[Assignment]: Print the whole listing, unchanged.

━━━━━━━━

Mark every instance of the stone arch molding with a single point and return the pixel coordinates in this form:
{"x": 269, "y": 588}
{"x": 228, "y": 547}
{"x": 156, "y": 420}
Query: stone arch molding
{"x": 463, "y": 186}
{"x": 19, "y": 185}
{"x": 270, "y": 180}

━━━━━━━━

[The completed task]:
Mark every instance of the stone arch molding with a single point and return the pixel coordinates in this form:
{"x": 269, "y": 588}
{"x": 228, "y": 547}
{"x": 156, "y": 420}
Query: stone arch molding
{"x": 463, "y": 186}
{"x": 19, "y": 185}
{"x": 270, "y": 180}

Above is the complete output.